- _Work instruction_:
Copy out exactly, from the entries that follow, the line holding "box: [1965, 729, 2016, 751]", the line holding "positive clicks: (22, 191)", and all lines between them, but no pictures.

- _Provided data_:
►
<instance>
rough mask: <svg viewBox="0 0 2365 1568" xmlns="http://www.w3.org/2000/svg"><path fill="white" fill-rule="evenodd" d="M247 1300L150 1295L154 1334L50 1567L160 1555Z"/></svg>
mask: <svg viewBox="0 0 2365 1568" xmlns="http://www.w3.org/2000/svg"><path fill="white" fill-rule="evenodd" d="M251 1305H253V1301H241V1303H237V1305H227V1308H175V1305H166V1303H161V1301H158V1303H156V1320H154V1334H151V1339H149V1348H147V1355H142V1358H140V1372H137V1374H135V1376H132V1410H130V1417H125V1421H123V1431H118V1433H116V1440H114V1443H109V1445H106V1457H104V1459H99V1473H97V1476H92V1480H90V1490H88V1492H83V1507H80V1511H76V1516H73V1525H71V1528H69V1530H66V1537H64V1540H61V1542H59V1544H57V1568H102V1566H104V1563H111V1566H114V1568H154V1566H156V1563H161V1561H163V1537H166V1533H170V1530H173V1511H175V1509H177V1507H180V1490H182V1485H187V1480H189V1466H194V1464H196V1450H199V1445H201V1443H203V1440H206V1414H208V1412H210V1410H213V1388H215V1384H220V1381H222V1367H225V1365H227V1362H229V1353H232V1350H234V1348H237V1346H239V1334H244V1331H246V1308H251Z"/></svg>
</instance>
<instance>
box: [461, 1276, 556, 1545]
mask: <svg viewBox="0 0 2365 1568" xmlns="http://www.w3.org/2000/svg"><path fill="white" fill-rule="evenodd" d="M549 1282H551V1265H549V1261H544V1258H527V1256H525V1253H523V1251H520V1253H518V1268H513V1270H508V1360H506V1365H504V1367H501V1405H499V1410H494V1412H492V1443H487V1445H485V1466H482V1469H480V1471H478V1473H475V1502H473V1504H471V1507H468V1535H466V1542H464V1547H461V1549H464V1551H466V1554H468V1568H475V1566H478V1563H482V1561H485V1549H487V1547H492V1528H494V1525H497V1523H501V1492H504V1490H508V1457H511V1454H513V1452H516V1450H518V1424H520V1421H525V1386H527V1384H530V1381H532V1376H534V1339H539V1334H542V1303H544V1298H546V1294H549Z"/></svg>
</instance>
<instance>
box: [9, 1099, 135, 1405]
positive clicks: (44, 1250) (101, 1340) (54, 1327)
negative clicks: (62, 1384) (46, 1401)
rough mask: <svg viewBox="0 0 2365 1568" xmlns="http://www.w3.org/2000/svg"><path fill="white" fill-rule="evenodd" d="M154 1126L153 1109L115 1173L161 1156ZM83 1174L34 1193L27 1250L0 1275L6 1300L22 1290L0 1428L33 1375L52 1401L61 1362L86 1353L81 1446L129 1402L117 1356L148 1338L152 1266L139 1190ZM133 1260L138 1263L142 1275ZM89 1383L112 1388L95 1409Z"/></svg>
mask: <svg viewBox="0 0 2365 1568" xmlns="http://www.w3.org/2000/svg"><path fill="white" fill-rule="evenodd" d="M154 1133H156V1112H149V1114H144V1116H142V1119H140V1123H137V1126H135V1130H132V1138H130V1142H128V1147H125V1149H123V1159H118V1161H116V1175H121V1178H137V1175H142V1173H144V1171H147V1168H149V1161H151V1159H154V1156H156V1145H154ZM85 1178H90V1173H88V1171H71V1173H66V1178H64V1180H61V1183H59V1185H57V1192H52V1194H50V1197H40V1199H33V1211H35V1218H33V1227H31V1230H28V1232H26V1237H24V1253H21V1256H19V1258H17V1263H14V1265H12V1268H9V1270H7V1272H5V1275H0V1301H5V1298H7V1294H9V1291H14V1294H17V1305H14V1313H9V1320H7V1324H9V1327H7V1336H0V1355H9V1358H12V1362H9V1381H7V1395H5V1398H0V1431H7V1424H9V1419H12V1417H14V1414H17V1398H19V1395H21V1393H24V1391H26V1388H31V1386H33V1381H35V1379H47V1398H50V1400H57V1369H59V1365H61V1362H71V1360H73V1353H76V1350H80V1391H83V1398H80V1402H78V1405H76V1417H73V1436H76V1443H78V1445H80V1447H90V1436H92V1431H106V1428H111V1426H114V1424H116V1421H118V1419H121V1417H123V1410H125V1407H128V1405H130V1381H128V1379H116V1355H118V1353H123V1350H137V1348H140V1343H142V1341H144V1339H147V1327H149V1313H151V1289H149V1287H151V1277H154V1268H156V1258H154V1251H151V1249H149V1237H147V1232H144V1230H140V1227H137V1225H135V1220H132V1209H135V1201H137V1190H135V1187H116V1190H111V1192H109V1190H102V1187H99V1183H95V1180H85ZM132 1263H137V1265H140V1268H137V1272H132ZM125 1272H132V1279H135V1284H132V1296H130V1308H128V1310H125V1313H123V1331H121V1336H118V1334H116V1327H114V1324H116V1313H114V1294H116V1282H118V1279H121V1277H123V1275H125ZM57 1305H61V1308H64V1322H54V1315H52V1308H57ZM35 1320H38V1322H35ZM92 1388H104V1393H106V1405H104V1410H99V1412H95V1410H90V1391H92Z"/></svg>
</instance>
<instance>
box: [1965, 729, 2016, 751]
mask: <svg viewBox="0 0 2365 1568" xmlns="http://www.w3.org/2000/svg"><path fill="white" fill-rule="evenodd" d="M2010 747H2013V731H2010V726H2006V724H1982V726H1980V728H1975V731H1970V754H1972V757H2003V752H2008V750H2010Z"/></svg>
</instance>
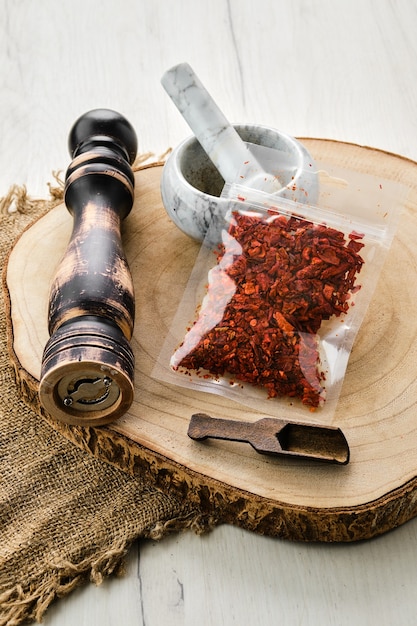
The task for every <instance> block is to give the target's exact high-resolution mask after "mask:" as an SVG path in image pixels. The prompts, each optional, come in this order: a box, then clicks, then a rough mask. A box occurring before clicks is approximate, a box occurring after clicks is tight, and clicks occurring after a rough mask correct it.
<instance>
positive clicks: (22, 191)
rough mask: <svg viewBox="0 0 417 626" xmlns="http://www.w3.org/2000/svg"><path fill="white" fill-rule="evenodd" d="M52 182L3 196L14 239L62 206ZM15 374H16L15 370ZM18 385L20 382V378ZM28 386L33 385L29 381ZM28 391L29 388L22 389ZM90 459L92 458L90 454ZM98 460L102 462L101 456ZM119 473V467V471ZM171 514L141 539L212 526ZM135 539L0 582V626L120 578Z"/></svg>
mask: <svg viewBox="0 0 417 626" xmlns="http://www.w3.org/2000/svg"><path fill="white" fill-rule="evenodd" d="M150 157H152V155H150V154H148V155H142V156H141V157H140V158H139V159H138V160H137V161H136V162H135V165H134V169H135V170H139V169H141V168H142V167H152V166H154V165H161V161H158V162H155V163H150V164H148V165H145V164H144V163H145V162H146V161H147V160H148V159H149V158H150ZM54 179H55V183H53V184H49V191H50V198H49V199H48V200H45V199H34V198H31V197H30V196H29V195H28V193H27V189H26V187H25V186H19V185H13V186H11V187H10V189H9V191H8V193H7V194H6V195H5V196H4V197H3V198H0V214H1V215H3V219H8V218H9V217H10V220H11V221H12V222H14V223H15V226H14V227H13V229H14V230H15V233H16V234H15V238H16V237H19V236H20V235H21V233H22V232H23V231H24V230H25V229H26V228H28V227H30V226H31V224H33V221H34V220H36V219H39V218H40V217H42V215H45V214H46V213H47V212H48V211H50V210H51V209H52V208H53V207H55V206H56V205H57V204H59V203H60V202H62V198H63V189H64V183H63V180H62V178H61V176H60V173H59V172H56V173H54ZM15 238H13V237H12V238H11V241H10V246H12V244H13V241H14V240H15ZM9 253H10V250H9V251H6V250H3V254H4V255H5V257H6V262H5V264H4V265H5V267H4V269H3V287H4V286H5V268H7V257H8V254H9ZM6 291H7V290H6ZM5 293H6V292H5ZM5 306H6V309H7V307H9V306H10V302H8V299H7V297H6V298H5ZM9 318H10V315H6V324H7V325H9V324H10V322H9ZM7 331H8V332H7V338H8V349H9V354H10V352H11V351H12V346H11V344H10V336H11V335H10V327H9V328H8V329H7ZM11 365H12V364H11ZM14 373H15V374H16V371H15V372H14ZM16 382H20V383H21V381H19V379H18V378H17V379H16ZM31 382H32V383H33V381H31ZM19 387H20V392H22V391H24V387H25V385H23V390H22V385H21V384H19V385H18V388H19ZM28 389H29V387H28V388H27V389H26V391H27V390H28ZM21 395H22V399H23V400H25V403H26V404H28V405H29V406H30V408H31V409H33V408H34V407H33V401H32V402H30V401H29V402H28V398H27V397H25V395H27V394H25V393H21ZM32 400H33V398H32ZM16 410H19V408H18V407H17V408H16ZM45 421H46V422H48V423H49V425H50V426H51V427H52V428H53V430H54V432H55V431H56V428H55V426H56V424H55V422H54V423H53V424H51V423H50V421H49V420H48V419H45ZM62 434H64V435H66V437H65V440H66V441H67V440H69V442H70V443H71V444H75V446H76V447H77V449H80V448H81V449H84V450H87V451H88V452H89V455H88V456H89V457H90V456H91V452H92V450H91V449H89V447H88V446H86V445H84V444H81V442H80V441H77V437H74V436H73V433H71V434H70V433H62ZM93 438H94V437H92V439H93ZM93 456H95V455H94V454H93ZM99 460H102V457H101V458H100V459H99ZM104 465H106V466H107V463H104ZM110 465H115V466H116V467H117V464H115V463H113V462H112V461H110ZM117 469H120V468H118V467H117ZM154 489H155V487H154V486H152V485H149V490H150V491H152V490H154ZM161 493H162V492H161ZM172 499H174V498H172ZM172 513H174V515H172V514H171V515H170V516H168V517H166V519H158V520H157V521H155V522H154V523H152V524H150V525H149V526H148V527H147V528H145V529H144V530H143V532H142V533H141V535H140V536H141V537H143V538H150V539H152V540H160V539H162V538H163V537H164V536H166V535H167V534H169V533H173V532H180V531H183V530H187V529H191V530H193V531H194V532H195V533H201V532H204V531H205V530H207V529H208V528H209V527H210V526H211V524H207V520H202V519H201V518H202V516H201V514H200V513H199V512H198V511H196V510H195V508H193V507H192V506H190V505H184V503H183V502H180V501H179V500H176V502H175V506H173V507H172ZM136 538H138V537H137V536H127V535H126V536H123V537H122V536H121V537H118V538H117V541H115V542H114V543H113V544H112V545H110V546H107V547H106V548H105V549H103V550H101V551H98V552H96V553H95V554H94V556H93V557H91V556H89V557H87V558H84V559H81V560H79V561H77V562H71V561H69V560H66V559H63V560H58V561H56V562H53V561H51V562H50V564H49V568H48V571H47V572H46V571H45V572H44V574H43V576H42V580H41V581H39V580H36V581H35V580H34V579H32V580H29V581H26V582H23V581H21V582H17V583H16V582H15V581H6V580H1V581H0V582H1V585H0V626H17V625H18V624H22V623H24V622H28V621H31V620H36V621H38V622H41V621H42V617H43V615H44V613H45V611H46V610H47V608H48V607H49V606H50V604H51V603H52V602H53V601H54V600H55V599H56V598H60V597H64V596H66V595H68V594H69V593H70V592H71V591H73V590H74V589H75V588H76V587H78V586H79V585H81V584H83V583H85V582H87V581H91V582H93V583H95V584H100V583H101V582H102V581H103V579H104V578H106V577H108V576H110V575H112V574H113V575H120V574H122V573H123V568H124V561H125V556H126V554H127V552H128V550H129V548H130V546H131V544H132V543H133V541H134V540H135V539H136ZM0 578H1V575H0Z"/></svg>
◄
- _Completed task_:
box: [1965, 729, 2016, 751]
mask: <svg viewBox="0 0 2365 1568" xmlns="http://www.w3.org/2000/svg"><path fill="white" fill-rule="evenodd" d="M2010 747H2013V731H2010V726H2006V724H1982V726H1980V728H1975V731H1970V754H1972V757H2003V752H2008V750H2010Z"/></svg>
</instance>
The task for every <instance> block is to give the target's exact high-resolution mask after "mask:" as an SVG path in image pixels. The prompts, each optional, come in this order: a box, then clicks, then a rough mask. A box occurring before clicks is approximate, a box occurring after clicks is tight, and clicks occurring after a rough mask correct it.
<instance>
positive clicks: (22, 191)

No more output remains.